# START OF Records for this exercise
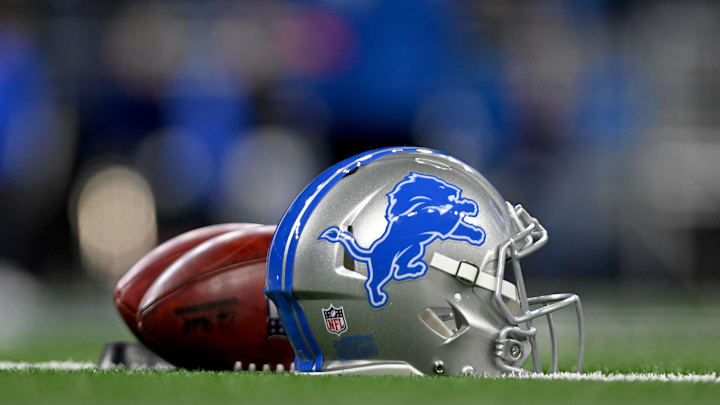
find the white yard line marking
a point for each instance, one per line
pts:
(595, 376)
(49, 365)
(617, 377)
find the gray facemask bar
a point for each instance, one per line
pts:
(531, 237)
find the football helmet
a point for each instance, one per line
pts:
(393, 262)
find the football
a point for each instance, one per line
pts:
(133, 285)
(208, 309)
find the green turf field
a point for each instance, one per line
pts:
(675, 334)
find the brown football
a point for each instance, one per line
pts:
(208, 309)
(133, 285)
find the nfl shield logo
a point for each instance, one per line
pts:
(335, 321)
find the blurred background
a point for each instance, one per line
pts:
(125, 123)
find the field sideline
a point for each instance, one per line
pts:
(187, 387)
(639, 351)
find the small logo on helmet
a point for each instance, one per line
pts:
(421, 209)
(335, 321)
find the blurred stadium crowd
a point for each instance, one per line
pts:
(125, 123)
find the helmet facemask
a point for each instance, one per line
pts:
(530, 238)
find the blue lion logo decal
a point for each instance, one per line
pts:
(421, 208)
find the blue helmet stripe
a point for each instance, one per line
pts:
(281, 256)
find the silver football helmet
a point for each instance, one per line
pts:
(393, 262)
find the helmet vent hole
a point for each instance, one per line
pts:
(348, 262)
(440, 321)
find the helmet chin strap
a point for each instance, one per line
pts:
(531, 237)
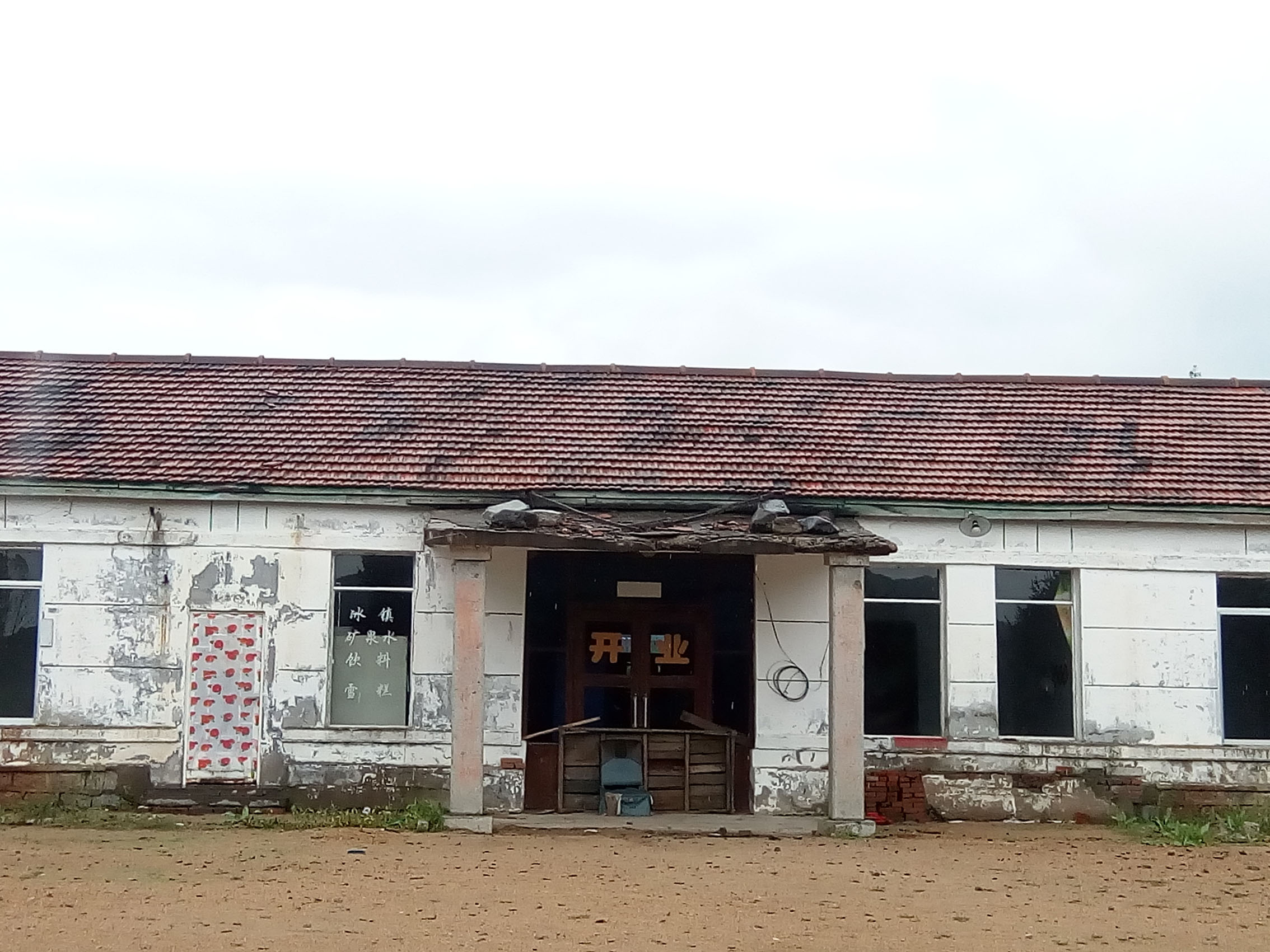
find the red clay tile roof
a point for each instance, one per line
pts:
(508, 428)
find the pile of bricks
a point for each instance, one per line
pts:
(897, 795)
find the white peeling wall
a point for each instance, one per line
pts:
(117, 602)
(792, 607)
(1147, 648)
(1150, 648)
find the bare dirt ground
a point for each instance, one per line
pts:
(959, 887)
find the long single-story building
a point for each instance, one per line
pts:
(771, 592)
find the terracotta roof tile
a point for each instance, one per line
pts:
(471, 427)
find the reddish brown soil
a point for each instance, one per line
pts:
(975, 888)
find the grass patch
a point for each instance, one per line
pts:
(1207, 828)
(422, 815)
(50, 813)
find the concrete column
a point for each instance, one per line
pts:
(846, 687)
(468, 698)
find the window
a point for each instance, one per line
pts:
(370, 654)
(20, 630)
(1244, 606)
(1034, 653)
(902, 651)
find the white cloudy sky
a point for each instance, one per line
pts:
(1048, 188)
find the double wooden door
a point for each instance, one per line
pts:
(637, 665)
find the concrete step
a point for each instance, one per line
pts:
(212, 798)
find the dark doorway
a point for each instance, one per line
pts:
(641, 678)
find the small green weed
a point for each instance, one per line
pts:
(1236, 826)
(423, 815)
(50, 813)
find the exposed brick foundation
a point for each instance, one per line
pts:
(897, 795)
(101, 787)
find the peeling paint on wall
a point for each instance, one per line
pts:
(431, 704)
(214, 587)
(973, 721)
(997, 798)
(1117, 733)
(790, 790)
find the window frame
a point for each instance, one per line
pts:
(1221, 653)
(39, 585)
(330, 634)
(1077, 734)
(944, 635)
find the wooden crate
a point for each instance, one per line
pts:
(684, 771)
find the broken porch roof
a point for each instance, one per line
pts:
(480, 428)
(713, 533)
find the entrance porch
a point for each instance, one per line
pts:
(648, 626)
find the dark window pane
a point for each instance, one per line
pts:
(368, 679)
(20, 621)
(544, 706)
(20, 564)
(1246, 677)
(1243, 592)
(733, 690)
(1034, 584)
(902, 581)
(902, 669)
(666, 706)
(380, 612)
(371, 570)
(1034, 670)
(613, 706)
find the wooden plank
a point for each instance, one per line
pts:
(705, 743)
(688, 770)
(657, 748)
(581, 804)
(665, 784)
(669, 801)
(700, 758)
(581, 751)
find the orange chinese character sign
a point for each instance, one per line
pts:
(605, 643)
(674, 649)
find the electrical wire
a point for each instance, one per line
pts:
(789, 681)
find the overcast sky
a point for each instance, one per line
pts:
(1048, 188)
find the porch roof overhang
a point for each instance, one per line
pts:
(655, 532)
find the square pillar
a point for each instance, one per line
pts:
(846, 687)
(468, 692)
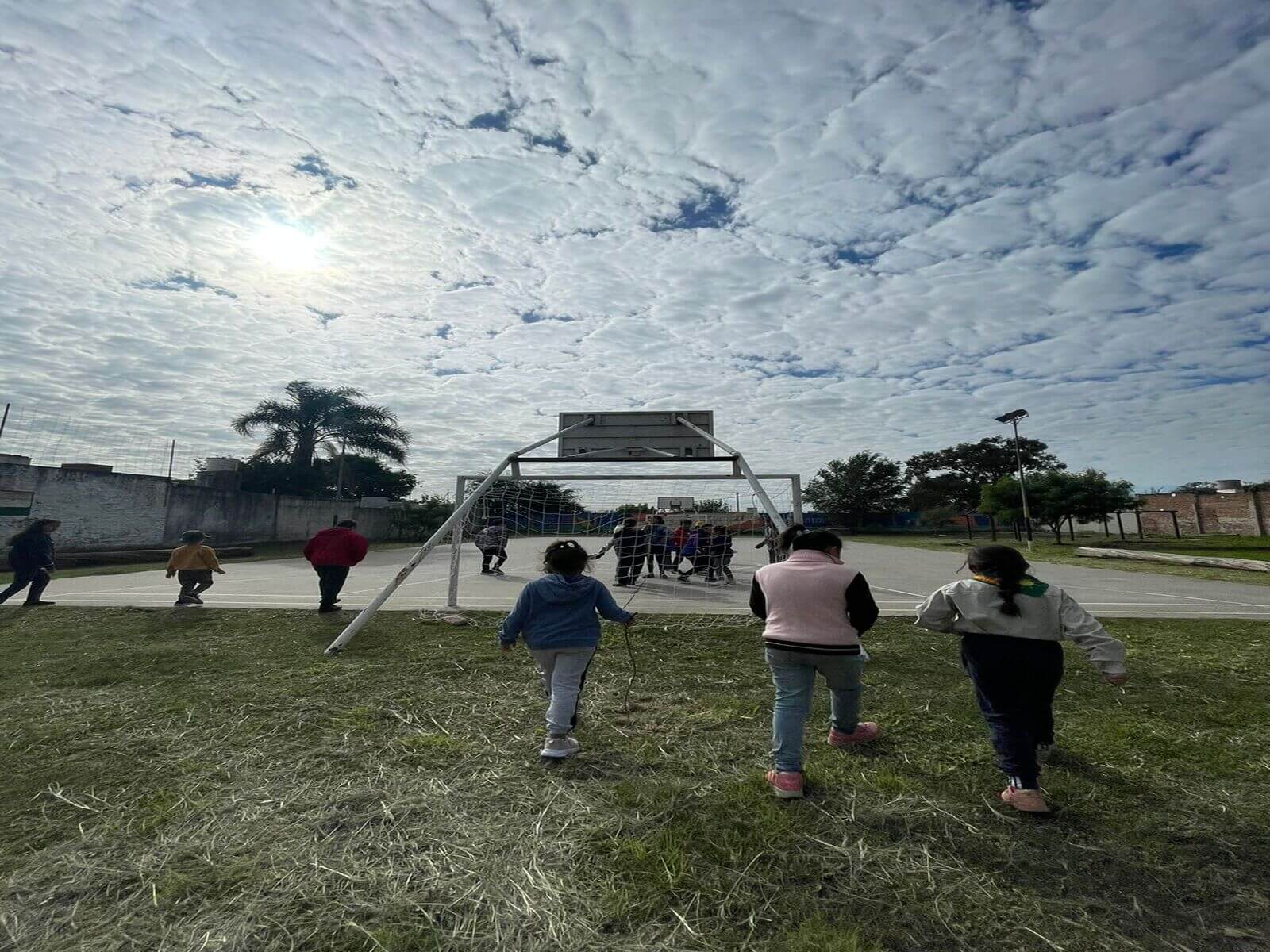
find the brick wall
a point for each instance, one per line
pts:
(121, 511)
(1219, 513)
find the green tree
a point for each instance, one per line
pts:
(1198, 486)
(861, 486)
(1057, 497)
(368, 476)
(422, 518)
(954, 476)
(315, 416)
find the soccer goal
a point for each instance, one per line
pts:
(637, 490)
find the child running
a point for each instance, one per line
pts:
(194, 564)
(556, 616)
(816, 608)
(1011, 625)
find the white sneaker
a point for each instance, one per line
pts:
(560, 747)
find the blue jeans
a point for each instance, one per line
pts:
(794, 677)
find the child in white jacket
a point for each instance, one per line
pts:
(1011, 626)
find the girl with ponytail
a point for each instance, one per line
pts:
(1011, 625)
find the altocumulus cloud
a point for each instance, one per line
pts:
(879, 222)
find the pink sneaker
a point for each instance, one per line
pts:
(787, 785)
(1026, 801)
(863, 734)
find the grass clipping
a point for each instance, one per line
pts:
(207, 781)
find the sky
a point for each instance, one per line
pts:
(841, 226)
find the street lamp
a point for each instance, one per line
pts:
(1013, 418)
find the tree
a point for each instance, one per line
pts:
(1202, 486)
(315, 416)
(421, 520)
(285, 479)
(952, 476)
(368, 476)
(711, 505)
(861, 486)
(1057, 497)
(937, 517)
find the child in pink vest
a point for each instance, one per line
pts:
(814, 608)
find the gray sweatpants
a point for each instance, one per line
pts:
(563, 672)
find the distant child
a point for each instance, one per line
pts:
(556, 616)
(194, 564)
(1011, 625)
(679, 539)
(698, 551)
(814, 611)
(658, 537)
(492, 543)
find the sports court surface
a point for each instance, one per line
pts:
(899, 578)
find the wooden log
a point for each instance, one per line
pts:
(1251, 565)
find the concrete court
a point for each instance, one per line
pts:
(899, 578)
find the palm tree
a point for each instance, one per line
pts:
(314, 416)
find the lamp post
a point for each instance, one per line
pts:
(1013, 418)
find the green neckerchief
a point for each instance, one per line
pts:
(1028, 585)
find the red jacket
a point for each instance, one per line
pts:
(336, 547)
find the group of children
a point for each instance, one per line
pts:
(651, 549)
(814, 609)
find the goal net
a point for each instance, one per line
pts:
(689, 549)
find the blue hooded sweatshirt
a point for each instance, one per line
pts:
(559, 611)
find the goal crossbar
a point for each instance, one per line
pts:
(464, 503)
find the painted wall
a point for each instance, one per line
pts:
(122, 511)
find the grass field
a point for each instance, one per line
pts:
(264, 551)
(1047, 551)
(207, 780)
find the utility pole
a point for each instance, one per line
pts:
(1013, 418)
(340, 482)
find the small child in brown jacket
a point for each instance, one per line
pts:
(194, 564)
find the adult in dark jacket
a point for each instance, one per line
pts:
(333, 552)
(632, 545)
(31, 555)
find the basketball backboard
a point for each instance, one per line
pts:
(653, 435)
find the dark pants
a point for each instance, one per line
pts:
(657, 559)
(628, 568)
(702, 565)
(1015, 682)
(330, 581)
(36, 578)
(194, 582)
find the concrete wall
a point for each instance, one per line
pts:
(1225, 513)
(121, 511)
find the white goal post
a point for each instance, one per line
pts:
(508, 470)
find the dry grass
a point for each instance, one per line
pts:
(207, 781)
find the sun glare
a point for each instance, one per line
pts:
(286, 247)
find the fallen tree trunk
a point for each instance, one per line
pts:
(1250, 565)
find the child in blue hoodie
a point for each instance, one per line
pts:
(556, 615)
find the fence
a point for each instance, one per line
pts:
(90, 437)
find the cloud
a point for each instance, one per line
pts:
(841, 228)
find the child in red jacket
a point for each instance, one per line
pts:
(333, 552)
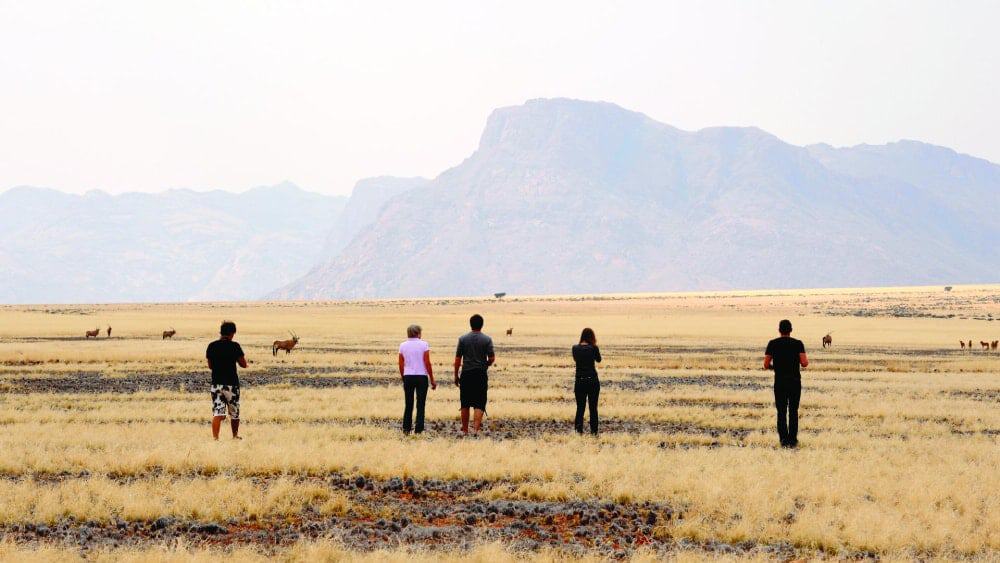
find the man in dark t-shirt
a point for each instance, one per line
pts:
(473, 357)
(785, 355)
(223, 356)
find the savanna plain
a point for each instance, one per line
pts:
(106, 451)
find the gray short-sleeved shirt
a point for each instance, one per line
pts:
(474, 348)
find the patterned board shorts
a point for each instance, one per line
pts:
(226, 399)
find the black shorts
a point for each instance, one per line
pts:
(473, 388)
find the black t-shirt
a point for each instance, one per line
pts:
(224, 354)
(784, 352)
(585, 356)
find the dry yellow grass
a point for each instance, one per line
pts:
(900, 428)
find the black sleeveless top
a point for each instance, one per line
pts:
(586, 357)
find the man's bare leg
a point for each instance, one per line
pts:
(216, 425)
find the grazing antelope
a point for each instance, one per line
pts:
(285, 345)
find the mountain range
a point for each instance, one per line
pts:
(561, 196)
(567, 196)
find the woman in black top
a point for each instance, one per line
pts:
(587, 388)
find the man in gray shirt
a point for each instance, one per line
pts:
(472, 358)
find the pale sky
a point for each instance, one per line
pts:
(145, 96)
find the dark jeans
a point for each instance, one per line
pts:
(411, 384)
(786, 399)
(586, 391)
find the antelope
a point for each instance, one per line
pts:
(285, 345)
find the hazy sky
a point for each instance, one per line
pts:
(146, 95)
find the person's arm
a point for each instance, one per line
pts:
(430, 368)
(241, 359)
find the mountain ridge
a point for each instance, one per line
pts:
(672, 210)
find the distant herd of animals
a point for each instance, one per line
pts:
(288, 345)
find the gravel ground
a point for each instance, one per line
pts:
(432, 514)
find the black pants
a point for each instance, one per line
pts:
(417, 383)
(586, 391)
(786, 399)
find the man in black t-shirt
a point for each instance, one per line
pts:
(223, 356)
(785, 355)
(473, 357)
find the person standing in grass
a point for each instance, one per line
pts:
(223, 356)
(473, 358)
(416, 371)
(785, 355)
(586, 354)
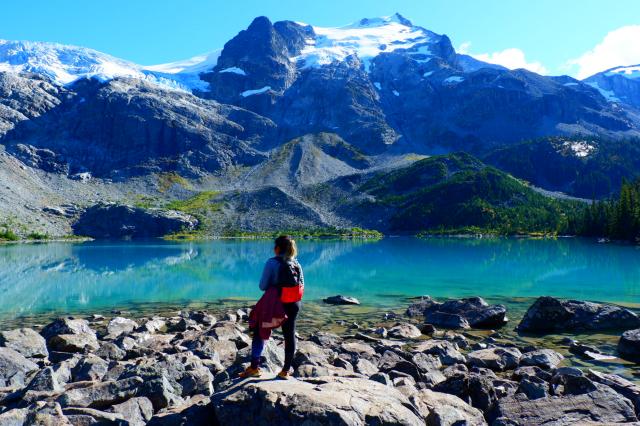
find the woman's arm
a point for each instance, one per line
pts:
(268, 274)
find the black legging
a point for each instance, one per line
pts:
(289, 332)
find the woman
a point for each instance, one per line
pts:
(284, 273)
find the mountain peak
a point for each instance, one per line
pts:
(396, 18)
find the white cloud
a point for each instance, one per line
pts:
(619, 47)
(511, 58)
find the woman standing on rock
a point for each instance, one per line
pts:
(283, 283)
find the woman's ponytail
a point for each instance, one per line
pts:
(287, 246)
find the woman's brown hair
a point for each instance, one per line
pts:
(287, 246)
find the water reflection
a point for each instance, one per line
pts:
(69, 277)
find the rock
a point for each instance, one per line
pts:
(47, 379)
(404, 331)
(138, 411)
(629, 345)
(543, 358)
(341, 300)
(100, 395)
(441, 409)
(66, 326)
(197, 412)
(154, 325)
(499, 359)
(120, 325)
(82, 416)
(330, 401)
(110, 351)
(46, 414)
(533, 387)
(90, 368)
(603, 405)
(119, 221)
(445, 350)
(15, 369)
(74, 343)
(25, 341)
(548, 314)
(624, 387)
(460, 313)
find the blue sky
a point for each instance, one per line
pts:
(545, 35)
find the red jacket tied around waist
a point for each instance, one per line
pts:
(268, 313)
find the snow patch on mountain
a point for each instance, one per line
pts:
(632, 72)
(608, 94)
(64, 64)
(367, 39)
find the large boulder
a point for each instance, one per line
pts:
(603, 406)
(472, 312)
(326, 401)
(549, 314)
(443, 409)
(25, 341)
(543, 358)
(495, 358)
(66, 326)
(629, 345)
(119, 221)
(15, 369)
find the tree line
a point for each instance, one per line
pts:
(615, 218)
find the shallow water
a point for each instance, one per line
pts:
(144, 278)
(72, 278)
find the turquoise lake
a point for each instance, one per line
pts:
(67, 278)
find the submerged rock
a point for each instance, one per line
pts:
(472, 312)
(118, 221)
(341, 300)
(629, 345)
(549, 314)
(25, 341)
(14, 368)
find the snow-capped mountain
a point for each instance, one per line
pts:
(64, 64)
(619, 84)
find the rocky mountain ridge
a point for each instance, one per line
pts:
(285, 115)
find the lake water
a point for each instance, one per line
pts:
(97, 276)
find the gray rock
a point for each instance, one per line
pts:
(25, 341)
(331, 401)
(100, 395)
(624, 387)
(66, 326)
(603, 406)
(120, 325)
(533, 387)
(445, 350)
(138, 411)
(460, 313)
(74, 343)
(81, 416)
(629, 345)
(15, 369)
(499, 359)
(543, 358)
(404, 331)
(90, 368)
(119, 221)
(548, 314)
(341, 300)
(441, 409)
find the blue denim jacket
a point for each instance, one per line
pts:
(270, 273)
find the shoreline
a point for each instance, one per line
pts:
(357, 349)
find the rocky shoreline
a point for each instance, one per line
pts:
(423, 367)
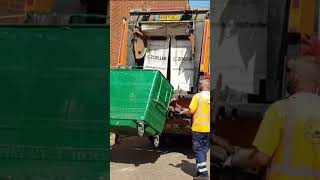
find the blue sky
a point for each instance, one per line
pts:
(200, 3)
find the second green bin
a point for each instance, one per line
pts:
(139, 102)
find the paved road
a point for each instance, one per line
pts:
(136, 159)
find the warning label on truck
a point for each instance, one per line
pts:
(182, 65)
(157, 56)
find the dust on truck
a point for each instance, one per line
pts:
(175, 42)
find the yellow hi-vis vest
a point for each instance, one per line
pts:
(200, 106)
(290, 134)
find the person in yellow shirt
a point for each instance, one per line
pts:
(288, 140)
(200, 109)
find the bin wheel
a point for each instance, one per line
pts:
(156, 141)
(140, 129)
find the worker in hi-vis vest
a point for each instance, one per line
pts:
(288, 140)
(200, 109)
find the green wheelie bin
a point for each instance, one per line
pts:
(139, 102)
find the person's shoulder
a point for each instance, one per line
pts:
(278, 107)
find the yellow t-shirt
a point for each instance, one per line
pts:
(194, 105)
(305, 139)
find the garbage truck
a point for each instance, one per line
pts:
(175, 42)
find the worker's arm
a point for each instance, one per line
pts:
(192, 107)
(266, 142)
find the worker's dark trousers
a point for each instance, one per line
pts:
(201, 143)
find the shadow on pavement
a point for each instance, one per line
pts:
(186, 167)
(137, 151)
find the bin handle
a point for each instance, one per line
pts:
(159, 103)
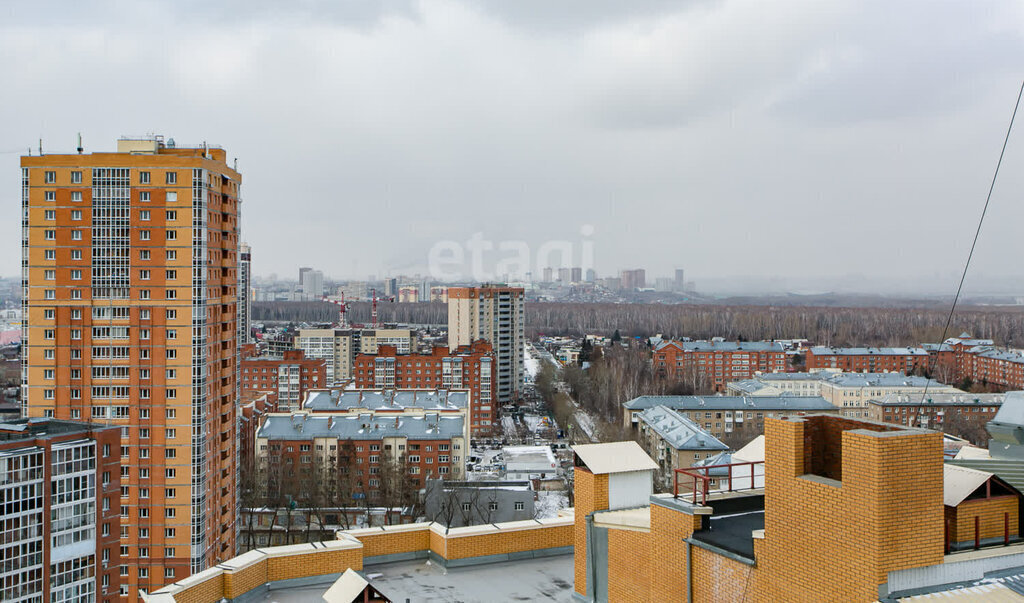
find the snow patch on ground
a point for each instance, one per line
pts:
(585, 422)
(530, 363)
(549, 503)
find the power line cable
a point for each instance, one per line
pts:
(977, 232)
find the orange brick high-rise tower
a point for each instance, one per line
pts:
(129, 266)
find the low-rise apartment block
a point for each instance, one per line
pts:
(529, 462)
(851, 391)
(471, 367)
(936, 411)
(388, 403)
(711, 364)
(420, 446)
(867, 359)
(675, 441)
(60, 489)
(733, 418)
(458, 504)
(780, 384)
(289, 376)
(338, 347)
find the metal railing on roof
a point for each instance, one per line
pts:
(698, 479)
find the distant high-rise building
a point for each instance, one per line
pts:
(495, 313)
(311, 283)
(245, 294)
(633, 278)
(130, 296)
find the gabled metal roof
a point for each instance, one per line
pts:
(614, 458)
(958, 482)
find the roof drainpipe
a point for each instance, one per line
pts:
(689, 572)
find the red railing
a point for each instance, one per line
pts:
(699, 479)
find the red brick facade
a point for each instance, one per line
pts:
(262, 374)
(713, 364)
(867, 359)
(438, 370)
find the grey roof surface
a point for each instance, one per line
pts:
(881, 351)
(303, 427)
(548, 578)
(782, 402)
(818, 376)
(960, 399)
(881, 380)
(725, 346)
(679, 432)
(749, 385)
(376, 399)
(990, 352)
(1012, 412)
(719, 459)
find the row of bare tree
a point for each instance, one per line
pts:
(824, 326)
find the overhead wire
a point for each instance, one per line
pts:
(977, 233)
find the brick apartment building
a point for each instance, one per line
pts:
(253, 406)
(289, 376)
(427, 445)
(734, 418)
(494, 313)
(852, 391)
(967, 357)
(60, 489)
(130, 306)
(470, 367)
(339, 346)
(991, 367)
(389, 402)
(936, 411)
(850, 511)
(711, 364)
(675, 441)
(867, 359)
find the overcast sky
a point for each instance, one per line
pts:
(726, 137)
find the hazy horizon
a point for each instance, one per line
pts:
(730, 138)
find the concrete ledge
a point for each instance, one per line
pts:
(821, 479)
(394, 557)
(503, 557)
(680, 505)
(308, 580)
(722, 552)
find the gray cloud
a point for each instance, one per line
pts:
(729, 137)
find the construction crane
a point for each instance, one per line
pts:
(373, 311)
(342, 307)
# END OF Records for this exercise
Problem details:
Each line from the one containing "find the overhead wire" through the end of the entries, both included, is to be returned exactly, with no other lines.

Response to the exercise:
find the overhead wire
a point for each instance, one per line
pts:
(977, 233)
find the brick apartment building
a point for each instance, one per line
pts:
(253, 406)
(289, 376)
(427, 445)
(734, 418)
(494, 313)
(852, 391)
(967, 357)
(60, 489)
(130, 306)
(470, 367)
(339, 346)
(991, 367)
(389, 402)
(936, 411)
(850, 511)
(711, 364)
(675, 441)
(867, 359)
find the overcast sky
a point for each instance, one per line
pts:
(726, 137)
find the hazy horizon
a point for each instance, one per line
pts:
(730, 138)
find the concrete ledge
a point for each instance, one per line
pts:
(821, 479)
(394, 557)
(503, 557)
(680, 505)
(308, 580)
(722, 552)
find the gray cloud
a point for each instance, one per line
pts:
(729, 137)
find the construction crane
a point for each instance, one per line
pts:
(373, 311)
(342, 307)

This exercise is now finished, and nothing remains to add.